__Material for this exercise__.
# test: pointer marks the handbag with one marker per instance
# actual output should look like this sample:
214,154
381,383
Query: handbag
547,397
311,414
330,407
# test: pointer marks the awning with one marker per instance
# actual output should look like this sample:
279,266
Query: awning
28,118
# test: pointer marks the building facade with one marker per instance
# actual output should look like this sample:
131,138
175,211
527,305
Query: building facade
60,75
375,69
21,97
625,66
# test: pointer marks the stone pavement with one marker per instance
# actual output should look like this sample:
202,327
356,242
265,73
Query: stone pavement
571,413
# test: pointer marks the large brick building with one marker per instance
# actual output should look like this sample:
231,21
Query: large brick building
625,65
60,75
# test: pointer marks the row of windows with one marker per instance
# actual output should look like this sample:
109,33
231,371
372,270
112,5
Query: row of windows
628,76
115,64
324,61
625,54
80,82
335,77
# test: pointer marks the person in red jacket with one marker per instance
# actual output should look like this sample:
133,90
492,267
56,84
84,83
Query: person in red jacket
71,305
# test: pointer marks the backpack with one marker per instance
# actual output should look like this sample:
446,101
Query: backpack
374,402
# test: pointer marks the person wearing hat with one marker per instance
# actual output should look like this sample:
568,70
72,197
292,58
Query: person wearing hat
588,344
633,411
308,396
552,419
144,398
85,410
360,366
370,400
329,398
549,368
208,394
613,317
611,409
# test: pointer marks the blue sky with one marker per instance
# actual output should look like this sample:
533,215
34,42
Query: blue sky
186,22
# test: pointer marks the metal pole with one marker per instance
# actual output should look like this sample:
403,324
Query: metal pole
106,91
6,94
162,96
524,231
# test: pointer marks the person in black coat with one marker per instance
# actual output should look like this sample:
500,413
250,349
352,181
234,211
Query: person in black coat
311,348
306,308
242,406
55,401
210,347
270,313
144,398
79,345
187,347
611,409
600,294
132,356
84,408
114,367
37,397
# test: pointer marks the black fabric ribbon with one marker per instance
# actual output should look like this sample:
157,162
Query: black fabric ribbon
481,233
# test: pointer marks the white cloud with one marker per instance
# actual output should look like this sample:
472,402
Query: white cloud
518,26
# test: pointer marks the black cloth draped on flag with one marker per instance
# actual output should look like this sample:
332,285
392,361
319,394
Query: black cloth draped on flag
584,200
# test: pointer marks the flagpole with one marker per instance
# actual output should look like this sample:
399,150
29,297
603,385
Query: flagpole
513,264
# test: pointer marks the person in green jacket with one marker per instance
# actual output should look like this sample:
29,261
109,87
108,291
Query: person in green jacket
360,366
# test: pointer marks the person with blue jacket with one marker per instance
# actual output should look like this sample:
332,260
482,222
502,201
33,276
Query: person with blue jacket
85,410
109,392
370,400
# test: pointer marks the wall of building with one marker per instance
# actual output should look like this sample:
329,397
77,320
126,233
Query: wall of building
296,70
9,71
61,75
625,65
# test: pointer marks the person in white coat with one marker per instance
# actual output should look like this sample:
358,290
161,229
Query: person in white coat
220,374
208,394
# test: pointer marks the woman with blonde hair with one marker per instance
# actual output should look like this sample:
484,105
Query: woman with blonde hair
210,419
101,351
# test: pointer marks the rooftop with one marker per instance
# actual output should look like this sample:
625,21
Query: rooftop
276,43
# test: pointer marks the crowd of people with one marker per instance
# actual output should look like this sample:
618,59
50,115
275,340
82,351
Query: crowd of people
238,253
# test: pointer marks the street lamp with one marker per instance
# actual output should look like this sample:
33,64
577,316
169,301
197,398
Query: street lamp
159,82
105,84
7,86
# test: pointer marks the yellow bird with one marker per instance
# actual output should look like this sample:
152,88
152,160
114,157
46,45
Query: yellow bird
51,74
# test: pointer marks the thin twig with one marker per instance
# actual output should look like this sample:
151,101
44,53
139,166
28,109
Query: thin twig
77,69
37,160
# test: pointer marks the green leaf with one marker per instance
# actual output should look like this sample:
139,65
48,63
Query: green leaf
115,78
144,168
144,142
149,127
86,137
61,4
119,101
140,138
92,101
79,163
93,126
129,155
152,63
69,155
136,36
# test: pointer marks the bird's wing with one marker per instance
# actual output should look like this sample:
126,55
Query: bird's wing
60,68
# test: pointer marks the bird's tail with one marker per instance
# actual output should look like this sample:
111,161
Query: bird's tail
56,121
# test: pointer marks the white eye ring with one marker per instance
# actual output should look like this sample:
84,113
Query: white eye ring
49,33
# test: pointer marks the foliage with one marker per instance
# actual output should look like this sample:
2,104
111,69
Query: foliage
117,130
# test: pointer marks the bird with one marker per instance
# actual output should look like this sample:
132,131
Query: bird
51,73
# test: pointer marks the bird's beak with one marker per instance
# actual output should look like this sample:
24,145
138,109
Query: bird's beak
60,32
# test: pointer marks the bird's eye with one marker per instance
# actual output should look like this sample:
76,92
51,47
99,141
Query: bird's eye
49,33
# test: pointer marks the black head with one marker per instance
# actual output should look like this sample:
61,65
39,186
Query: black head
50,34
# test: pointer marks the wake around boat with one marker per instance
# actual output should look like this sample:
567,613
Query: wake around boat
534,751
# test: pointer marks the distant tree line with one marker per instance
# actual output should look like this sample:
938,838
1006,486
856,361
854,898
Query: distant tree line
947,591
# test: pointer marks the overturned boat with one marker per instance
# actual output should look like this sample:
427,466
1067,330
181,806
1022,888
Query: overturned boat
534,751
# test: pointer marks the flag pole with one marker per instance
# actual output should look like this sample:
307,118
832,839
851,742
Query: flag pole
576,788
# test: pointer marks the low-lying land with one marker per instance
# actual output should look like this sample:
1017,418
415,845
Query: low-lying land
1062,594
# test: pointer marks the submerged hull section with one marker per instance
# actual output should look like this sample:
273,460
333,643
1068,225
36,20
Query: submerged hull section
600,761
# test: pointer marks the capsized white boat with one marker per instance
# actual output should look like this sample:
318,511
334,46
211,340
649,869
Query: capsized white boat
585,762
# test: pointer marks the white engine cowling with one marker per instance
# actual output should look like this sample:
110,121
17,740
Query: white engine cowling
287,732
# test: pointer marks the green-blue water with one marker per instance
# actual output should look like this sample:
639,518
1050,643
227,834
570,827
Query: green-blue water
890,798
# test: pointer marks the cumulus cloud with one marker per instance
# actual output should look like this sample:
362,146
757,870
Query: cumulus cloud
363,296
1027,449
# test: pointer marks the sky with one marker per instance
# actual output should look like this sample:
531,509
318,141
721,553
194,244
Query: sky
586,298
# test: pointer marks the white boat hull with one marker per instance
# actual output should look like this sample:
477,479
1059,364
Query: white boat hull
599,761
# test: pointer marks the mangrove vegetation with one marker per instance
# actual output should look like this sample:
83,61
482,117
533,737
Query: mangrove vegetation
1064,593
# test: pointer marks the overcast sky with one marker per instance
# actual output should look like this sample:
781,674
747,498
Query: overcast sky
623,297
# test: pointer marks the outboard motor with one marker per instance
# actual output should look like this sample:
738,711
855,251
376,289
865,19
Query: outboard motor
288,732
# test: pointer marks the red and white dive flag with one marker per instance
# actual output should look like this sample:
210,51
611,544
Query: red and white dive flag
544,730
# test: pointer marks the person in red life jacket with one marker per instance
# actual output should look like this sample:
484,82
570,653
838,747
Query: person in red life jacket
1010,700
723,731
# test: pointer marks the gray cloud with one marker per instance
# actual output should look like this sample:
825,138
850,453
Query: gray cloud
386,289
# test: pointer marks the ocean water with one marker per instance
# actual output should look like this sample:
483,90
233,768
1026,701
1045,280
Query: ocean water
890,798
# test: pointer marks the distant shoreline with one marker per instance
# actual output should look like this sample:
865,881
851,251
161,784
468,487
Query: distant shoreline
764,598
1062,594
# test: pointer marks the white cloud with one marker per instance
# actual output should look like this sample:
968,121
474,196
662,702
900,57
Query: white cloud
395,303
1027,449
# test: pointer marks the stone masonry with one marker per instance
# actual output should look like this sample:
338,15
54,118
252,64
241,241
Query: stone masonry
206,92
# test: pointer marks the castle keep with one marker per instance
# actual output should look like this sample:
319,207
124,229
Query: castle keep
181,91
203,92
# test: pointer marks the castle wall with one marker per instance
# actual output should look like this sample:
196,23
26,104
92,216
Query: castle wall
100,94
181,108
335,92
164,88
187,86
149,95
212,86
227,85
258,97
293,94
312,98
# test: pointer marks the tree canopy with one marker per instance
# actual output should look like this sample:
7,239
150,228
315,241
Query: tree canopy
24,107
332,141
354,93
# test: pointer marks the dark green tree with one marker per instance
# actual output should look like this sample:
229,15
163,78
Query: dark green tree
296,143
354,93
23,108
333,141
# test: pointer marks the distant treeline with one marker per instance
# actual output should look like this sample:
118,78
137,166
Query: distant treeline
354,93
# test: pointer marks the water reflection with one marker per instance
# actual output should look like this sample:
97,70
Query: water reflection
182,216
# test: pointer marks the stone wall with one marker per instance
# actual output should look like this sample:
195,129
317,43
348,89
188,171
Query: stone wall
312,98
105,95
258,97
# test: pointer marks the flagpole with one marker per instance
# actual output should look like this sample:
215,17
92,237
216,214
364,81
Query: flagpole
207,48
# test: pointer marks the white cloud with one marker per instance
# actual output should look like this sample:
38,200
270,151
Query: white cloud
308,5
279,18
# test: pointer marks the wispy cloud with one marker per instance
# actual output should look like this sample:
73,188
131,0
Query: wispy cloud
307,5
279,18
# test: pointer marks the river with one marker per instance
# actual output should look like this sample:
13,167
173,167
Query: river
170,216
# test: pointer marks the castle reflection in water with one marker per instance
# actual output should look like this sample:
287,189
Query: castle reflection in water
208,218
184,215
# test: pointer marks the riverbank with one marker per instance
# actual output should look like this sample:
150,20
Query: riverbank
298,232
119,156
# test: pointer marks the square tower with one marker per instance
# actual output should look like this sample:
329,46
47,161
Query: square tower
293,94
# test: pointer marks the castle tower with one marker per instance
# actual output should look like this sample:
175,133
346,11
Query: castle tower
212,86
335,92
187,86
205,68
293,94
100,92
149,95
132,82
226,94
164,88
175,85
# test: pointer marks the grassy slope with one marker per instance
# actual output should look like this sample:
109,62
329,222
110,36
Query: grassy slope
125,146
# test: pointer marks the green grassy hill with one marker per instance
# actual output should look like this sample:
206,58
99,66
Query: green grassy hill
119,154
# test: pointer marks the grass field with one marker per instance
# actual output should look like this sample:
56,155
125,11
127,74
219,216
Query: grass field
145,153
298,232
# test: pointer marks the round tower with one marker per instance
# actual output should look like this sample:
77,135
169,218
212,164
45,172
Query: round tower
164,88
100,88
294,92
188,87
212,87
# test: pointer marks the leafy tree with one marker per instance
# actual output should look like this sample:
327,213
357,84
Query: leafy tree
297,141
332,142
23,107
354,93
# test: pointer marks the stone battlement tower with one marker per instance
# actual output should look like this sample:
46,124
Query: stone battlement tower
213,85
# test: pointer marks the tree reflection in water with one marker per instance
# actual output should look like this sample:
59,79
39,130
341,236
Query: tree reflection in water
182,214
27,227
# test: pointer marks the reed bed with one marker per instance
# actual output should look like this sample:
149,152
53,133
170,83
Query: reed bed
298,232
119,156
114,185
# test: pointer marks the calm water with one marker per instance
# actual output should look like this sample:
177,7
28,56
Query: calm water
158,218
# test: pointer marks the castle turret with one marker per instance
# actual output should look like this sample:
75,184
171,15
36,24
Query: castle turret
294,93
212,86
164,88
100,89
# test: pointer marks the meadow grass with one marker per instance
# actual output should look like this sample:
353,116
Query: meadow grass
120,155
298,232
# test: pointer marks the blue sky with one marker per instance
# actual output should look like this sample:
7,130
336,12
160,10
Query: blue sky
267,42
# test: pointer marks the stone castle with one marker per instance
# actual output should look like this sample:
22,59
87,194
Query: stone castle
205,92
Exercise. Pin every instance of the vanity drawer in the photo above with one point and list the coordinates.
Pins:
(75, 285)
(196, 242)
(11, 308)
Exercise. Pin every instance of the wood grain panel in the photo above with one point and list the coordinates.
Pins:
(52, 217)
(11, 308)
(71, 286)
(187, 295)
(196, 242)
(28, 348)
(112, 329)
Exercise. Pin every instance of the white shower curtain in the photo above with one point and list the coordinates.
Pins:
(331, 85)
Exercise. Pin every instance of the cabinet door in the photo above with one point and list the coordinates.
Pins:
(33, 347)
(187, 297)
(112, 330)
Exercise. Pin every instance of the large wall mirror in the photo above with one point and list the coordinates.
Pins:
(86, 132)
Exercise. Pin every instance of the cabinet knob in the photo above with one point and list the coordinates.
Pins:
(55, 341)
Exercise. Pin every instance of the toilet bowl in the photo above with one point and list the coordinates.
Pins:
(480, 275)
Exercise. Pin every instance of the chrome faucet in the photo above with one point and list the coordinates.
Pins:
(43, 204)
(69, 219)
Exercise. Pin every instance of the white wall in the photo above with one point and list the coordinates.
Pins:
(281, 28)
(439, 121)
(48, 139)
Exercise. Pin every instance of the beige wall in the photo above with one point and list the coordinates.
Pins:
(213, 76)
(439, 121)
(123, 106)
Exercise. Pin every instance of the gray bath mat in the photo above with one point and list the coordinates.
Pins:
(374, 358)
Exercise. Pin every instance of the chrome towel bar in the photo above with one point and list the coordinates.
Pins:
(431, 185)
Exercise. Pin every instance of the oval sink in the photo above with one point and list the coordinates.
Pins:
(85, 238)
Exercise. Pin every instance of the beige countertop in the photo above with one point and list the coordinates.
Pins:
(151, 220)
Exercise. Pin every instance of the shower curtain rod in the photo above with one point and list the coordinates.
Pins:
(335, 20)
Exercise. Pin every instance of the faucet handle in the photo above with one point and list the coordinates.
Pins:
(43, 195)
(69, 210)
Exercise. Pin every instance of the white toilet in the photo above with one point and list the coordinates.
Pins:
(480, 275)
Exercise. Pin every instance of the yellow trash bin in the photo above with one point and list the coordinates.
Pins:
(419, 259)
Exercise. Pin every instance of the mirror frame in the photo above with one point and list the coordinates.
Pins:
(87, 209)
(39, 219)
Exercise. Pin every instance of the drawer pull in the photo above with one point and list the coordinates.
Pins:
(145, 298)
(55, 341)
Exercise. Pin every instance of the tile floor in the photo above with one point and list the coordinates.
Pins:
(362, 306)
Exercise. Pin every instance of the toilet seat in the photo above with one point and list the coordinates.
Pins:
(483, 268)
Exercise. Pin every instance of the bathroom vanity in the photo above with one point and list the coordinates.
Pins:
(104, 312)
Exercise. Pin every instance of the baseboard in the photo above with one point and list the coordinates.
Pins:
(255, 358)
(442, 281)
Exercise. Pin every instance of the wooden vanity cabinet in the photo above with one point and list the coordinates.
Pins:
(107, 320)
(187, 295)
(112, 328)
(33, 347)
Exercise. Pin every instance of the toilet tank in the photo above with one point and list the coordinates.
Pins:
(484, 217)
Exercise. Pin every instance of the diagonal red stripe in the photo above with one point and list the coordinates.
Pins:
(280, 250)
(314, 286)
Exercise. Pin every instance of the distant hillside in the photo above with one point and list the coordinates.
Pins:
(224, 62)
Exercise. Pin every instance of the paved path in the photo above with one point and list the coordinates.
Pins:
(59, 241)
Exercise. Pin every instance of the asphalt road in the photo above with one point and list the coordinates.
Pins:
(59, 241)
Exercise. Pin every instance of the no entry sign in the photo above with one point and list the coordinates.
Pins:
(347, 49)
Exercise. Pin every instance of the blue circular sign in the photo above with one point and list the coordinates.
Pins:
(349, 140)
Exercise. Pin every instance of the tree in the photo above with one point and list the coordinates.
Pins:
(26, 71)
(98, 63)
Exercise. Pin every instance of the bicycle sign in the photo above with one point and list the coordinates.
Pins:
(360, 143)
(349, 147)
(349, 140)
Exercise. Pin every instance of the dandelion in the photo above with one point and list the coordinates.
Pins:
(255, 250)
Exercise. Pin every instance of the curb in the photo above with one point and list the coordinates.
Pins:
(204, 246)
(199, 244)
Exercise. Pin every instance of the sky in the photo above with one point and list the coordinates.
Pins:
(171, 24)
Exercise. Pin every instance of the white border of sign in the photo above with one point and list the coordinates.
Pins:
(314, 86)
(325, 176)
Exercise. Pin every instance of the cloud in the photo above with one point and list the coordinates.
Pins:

__What is required__. Where the word "faucet" shows up in a line of the records above, count that line; then give the count by itself.

__Task answer__. 2